__What the exercise asks__. Pick out and copy each line of the listing below that contains the word "roof". Case counts.
[begin Record set]
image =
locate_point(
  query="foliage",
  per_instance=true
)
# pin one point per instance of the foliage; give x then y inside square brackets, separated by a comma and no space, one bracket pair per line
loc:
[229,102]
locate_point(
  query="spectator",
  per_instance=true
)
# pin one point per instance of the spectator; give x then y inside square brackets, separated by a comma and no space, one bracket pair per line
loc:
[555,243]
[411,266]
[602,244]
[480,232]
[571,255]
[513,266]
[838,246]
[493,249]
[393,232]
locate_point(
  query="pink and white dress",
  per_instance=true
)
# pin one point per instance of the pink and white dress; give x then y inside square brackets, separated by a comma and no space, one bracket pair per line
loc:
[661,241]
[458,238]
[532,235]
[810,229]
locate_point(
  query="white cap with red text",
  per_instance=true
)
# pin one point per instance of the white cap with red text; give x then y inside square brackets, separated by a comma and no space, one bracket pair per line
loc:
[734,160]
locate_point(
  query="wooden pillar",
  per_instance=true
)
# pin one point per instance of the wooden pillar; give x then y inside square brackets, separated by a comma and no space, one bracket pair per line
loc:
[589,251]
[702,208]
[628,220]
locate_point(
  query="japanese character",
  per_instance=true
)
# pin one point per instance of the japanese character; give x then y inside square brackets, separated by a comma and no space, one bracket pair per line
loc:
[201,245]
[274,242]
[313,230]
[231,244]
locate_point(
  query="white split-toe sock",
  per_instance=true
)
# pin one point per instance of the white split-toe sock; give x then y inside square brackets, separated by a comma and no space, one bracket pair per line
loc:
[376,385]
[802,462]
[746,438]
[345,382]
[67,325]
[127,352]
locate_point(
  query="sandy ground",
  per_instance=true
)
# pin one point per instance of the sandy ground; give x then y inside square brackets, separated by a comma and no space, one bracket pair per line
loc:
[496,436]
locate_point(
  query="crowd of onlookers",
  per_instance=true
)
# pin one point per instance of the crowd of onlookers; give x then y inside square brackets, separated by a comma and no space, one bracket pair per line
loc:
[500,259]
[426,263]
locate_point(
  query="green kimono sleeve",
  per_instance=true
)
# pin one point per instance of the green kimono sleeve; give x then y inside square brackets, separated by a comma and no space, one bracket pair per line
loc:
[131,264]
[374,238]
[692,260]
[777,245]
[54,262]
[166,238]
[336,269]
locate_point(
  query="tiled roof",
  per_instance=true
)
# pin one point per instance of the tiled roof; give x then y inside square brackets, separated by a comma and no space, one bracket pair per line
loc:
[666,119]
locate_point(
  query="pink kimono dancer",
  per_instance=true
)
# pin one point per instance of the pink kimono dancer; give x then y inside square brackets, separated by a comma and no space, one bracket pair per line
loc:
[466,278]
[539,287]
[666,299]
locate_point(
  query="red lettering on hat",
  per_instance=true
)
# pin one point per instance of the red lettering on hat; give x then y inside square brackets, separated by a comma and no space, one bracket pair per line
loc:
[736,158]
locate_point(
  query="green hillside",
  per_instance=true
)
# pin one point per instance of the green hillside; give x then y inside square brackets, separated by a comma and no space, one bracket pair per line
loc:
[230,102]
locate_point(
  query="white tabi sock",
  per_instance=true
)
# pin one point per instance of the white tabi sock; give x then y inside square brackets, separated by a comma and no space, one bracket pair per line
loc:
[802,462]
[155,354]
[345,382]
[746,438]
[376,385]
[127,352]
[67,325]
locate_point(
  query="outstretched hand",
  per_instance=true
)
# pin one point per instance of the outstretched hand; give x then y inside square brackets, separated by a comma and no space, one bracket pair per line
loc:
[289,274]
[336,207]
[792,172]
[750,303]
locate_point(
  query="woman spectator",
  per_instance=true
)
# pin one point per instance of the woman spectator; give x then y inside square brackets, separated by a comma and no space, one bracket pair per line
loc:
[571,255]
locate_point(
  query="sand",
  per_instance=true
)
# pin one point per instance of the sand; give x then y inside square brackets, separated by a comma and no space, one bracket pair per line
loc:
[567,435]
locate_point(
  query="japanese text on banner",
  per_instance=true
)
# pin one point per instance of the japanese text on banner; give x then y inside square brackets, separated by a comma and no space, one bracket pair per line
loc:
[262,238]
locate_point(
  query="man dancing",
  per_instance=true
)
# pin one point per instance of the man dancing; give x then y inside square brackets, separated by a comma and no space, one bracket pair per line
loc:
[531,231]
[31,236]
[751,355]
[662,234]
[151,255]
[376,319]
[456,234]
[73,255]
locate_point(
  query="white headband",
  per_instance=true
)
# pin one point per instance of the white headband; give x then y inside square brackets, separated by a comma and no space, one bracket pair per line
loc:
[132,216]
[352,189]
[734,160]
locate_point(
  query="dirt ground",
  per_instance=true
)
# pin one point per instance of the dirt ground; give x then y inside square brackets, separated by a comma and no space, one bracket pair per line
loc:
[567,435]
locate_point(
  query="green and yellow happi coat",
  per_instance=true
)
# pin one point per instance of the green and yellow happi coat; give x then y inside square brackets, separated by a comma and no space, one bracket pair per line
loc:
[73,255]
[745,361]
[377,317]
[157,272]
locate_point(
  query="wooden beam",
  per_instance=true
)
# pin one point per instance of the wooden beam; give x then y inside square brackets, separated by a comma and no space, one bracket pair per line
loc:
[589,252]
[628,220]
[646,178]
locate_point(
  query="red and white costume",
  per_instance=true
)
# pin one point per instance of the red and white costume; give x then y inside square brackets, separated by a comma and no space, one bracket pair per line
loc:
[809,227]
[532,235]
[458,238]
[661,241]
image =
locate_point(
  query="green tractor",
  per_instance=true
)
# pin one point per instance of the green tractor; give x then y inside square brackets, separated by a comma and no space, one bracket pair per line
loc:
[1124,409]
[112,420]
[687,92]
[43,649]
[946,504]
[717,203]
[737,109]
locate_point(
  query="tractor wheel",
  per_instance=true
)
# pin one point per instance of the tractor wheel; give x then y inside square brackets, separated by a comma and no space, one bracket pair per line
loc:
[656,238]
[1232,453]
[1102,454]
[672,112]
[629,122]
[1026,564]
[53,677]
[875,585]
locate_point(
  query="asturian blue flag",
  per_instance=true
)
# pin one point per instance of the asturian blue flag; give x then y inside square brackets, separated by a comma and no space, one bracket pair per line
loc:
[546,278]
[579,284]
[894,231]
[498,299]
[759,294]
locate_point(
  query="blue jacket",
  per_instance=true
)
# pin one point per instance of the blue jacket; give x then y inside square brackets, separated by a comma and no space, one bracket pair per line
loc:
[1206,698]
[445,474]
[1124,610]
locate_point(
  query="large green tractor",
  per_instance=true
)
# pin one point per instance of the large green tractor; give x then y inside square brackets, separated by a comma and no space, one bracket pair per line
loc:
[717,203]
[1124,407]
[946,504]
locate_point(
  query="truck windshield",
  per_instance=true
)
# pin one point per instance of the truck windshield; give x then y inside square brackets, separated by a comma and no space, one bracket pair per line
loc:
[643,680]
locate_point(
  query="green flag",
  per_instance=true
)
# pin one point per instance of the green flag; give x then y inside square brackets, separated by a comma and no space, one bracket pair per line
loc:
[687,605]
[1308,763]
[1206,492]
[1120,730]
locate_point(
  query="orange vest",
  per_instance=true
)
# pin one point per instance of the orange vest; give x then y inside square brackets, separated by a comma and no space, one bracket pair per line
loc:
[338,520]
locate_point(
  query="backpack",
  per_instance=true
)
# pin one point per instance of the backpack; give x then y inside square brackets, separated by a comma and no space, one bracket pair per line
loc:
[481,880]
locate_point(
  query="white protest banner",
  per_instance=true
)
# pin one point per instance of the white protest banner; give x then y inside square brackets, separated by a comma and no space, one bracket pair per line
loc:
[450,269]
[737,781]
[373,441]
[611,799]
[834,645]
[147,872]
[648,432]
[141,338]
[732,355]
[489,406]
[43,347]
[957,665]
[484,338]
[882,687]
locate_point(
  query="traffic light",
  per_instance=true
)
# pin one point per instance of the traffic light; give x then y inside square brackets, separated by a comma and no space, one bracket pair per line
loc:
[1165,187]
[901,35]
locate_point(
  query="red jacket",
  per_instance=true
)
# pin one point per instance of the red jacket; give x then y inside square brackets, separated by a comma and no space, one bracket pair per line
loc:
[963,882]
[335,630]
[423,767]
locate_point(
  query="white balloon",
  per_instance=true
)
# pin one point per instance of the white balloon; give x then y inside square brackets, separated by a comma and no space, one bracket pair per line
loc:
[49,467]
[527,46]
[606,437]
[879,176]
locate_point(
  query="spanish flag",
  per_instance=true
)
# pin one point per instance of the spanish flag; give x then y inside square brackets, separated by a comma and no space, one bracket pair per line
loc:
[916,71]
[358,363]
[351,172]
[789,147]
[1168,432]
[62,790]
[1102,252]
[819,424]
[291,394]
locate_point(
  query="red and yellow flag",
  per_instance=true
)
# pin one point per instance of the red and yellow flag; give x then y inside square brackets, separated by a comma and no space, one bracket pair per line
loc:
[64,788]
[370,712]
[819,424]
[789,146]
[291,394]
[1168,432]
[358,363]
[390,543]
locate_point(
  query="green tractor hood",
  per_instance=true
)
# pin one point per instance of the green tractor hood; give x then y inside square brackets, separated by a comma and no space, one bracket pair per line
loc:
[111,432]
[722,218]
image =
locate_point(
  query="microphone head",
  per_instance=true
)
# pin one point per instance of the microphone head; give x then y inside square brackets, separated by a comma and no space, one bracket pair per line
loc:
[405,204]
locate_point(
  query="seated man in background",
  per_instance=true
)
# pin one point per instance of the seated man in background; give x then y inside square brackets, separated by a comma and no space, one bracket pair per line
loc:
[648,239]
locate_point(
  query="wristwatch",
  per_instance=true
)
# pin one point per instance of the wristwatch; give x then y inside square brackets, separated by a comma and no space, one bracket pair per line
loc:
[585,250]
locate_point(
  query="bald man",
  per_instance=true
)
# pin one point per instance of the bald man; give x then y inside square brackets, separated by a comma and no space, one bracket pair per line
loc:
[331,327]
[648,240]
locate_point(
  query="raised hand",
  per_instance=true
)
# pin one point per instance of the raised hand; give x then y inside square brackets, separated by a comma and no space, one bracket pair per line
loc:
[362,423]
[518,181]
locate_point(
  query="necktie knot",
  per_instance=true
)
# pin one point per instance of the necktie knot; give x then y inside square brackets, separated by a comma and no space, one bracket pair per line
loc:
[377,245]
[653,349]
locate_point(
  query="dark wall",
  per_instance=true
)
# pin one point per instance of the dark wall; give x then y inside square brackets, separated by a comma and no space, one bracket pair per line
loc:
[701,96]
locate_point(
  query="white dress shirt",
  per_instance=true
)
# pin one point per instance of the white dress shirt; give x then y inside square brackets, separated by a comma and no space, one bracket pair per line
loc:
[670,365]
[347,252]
[end Record set]
__Solution to this task__.
  query="tiled roof",
# pin one point per instance of the tiled roof; give x then y inside square brackets, separated by a comma and no space, one bracket pair per line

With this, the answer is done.